# MATERIAL FOR THE TASK
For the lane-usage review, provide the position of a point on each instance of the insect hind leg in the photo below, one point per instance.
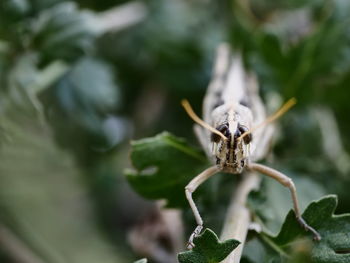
(287, 182)
(189, 189)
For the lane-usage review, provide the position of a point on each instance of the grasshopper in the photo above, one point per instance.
(233, 132)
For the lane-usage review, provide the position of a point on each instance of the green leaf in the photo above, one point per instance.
(63, 31)
(164, 165)
(334, 246)
(272, 201)
(208, 249)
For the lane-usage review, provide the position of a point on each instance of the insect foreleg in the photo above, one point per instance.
(287, 182)
(189, 189)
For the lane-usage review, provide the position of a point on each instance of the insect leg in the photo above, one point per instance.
(189, 189)
(287, 182)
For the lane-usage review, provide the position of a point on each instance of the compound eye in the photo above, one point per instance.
(223, 128)
(247, 138)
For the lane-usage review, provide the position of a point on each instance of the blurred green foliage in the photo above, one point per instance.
(71, 97)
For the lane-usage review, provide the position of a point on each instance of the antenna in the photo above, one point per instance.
(290, 103)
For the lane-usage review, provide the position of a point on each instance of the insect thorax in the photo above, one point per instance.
(233, 120)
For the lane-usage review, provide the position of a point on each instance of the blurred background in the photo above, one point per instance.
(80, 79)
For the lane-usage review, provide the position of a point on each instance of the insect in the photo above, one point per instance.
(234, 133)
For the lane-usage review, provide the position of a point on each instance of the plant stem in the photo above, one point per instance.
(238, 216)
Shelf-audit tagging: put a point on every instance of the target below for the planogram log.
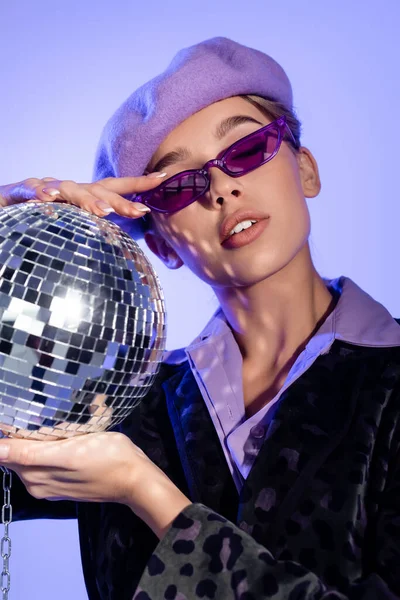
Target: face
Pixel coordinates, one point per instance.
(274, 192)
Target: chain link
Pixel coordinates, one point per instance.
(6, 518)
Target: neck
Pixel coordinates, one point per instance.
(273, 319)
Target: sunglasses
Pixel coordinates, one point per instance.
(245, 155)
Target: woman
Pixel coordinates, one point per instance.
(265, 461)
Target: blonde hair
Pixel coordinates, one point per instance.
(273, 110)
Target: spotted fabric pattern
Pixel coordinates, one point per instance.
(319, 513)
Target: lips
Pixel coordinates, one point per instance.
(237, 217)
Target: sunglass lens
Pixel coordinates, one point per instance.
(178, 192)
(252, 152)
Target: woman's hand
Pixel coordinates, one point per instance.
(99, 198)
(96, 467)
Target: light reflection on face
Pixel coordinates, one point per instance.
(276, 189)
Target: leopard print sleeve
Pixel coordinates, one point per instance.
(205, 556)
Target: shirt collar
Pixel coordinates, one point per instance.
(356, 319)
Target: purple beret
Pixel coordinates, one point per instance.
(197, 76)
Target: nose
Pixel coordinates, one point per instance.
(222, 186)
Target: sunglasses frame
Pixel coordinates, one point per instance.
(280, 124)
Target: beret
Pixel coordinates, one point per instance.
(197, 76)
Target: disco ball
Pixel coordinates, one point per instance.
(82, 322)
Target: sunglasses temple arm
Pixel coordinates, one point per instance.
(296, 145)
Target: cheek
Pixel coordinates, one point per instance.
(186, 231)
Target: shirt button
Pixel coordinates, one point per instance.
(258, 431)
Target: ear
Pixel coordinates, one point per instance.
(309, 174)
(160, 247)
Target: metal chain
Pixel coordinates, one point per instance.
(6, 518)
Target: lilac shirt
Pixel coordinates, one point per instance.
(216, 363)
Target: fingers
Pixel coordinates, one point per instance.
(102, 197)
(28, 453)
(126, 186)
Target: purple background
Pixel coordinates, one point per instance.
(66, 66)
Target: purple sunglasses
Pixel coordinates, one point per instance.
(245, 155)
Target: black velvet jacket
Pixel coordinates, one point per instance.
(319, 514)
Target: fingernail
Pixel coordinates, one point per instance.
(4, 451)
(51, 191)
(104, 206)
(156, 175)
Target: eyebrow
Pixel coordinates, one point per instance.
(223, 128)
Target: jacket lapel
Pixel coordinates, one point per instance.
(203, 461)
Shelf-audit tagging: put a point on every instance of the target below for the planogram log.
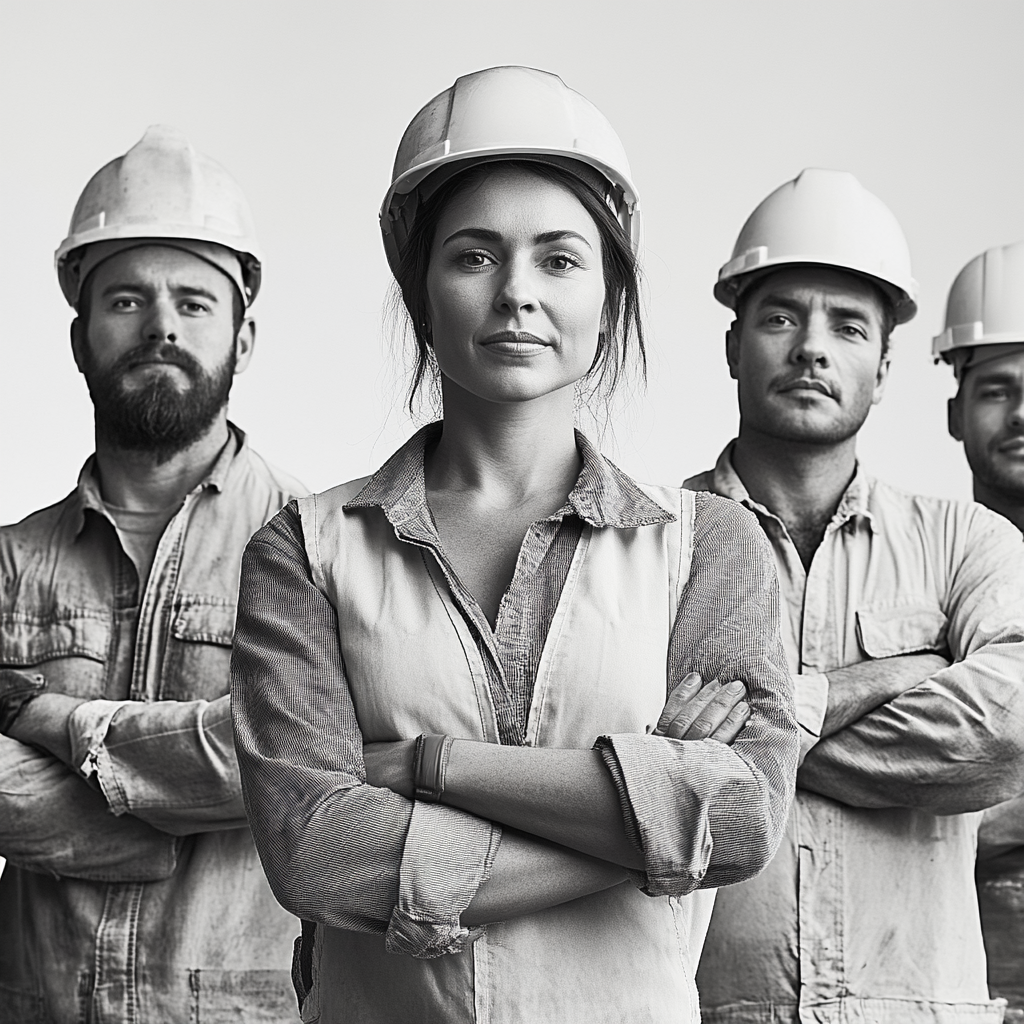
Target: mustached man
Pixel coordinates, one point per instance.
(904, 633)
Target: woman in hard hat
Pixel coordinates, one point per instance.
(450, 678)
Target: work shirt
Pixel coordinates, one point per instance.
(868, 911)
(354, 627)
(132, 891)
(1000, 894)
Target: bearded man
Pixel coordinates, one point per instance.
(904, 629)
(132, 890)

# GOAL OF THE EXERCISE
What you return must match the material above exactly, minus its pictures.

# PROBLEM SOLUTION
For the lane-usage review, provide the position of a point on each instance of the insect hind leg in the photo below, one point per instance.
(287, 182)
(189, 189)
For the lane-usage review, provide the position of a point on each instance of the grasshopper in the photo above, one point per instance.
(233, 132)
For the lane-usage review, provide the position of a point on each instance of the green leaf in the photo above, one point per instance.
(63, 31)
(164, 165)
(334, 246)
(272, 201)
(208, 249)
For the lane-usage review, provide the position of a point on each instance of the insect foreleg in the photo above, one point per instance.
(287, 182)
(189, 189)
For the lane-usage review, provide the position of a point on each instance of the insect leg in the photo above, one point per instance.
(189, 189)
(287, 182)
For the lane-usage review, provide the position of a point on each instance of the compound eye in the photo above, one point per instance.
(223, 128)
(247, 138)
For the lane-usage review, provide the position of a point on each instance of the blurred green foliage in the photo above, one point per instance.
(71, 97)
For the lane-usage review, provide the position of a point on each instance of the antenna in the photo above, one point per instance.
(290, 103)
For the lane-usage review, provide the position of a point on each instance of the insect thorax in the photo above, one point per instance.
(233, 120)
For the lane-usage review, provide the position of a point on each instance of the blurred background in the photo above, one point per instance.
(80, 79)
For the lane-usage review, provide the position of a point on each instance of the insect in the photo above, one point per instance.
(234, 133)
For the lane-usage review, provide the position of a point on each instance of the plant stem in the photo above, one point per instance.
(238, 216)
Shelf-audit tagging: put a point on every instance of the target below for the planogram log.
Target: face
Pixel coordinates, one point per instance.
(274, 192)
Target: chain link
Pixel coordinates, one point per instance.
(6, 518)
Target: neck
Pixel coordinates, one point per instance.
(273, 319)
Target: sunglasses
Pixel coordinates, one point per instance.
(245, 155)
Target: woman
Pixel coordinates, one point per instance.
(265, 461)
Target: blonde hair
Pixel coordinates, one point per instance.
(273, 110)
Target: spotted fabric pattern
Pixel coordinates, one point per instance.
(319, 513)
Target: lips
Pixel coordinates, one point per instance.
(237, 217)
Target: sunglass lens
Pixel coordinates, one point per instance.
(178, 192)
(252, 152)
Target: woman's hand
Pixel coordinates, one point per instance.
(99, 198)
(96, 467)
Target: light reflection on face
Pixel coordinates, one point per instance.
(276, 189)
Target: leopard print sleeve
Pixel coordinates, one point per instance.
(205, 556)
Target: shirt collar
Pixel coordinates, one point per instance.
(356, 319)
Target: purple beret
Pixel coordinates, one point per instance.
(197, 76)
Target: nose
Pixel coordinates, one point per instance.
(222, 186)
Target: sunglasses frame
Pixel coordinates, one point per instance.
(280, 124)
Target: beret
Pixel coordinates, one point per instance.
(197, 76)
Target: disco ball
Pixel coordinates, one point per instance.
(82, 322)
Target: sunglasses temple arm
Pixel coordinates, one point per instance.
(296, 145)
Target: cheek
Pixel coordinates, one point per instance.
(186, 231)
Target: shirt button
Pixel coordinates, one point per instance.
(258, 431)
Target: ear
Pixel coordinates, one point per instance.
(309, 174)
(160, 247)
Target: metal chain
Pixel coordinates, one point per instance.
(6, 518)
Target: lilac shirt
Pixel coordinates, one point per instance.
(216, 363)
Target: fingers
Pixel coordinates, one point per instance.
(102, 197)
(28, 453)
(126, 186)
Target: purple background
Pixel coordinates, one point per instance.
(66, 66)
Target: purple sunglasses
Pixel coordinates, one point per instance.
(245, 155)
Target: black velvet jacket
Pixel coordinates, one point per instance.
(319, 514)
Target: fingernail
Pixel coordinates, one point per instance.
(4, 451)
(51, 191)
(104, 206)
(156, 175)
Target: eyebrow
Pixel coordinates, one point per instance.
(223, 128)
Target: jacket lapel
Pixel coordinates, one point per instance.
(203, 461)
Shelf-audit tagging: put a point on every instance of the target below for the planogram log.
Target: mustached man
Pixel coordinates, one point per instance.
(904, 633)
Target: woman in hard hat
Pixel coordinates, one point per instance.
(450, 678)
Target: work shirt
Pixel coordinates, one point per instance.
(868, 911)
(354, 627)
(132, 891)
(1000, 894)
Target: bearded man
Pixel coordinates, one point per instance.
(904, 629)
(132, 890)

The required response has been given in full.